## DESCRIPTION OF THE TASK
Pull out every line in the material below that contains the word "Target", and copy each of those lines in full.

## SUPPLIED ENTRIES

========================

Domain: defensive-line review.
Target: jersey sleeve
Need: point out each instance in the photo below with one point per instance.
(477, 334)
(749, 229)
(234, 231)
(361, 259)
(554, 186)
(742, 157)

========================

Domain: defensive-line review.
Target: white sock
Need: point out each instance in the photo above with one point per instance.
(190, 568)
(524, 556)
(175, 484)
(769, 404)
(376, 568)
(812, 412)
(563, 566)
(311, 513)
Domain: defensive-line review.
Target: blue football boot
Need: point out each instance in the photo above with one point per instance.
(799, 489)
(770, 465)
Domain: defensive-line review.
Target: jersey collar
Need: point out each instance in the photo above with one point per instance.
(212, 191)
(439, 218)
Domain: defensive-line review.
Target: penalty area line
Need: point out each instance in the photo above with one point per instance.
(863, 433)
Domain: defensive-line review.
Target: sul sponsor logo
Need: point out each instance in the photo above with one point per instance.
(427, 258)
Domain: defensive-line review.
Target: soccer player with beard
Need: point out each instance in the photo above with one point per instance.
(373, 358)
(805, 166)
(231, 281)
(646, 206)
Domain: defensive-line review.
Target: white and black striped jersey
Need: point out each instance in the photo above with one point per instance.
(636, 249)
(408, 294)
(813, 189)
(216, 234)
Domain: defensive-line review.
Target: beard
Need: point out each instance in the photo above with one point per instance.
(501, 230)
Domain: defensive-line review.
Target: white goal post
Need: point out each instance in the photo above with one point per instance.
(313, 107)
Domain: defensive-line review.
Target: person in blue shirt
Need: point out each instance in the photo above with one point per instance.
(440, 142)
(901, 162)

========================

## THE SOLUTION
Target: jersey sleeve
Target: white sock
Target: blue football boot
Target: jersey collar
Target: penalty area line
Target: sul sponsor logo
Target: soccer player with beard
Target: white and black striped jersey
Target: beard
Target: white goal post
Target: person in blue shirt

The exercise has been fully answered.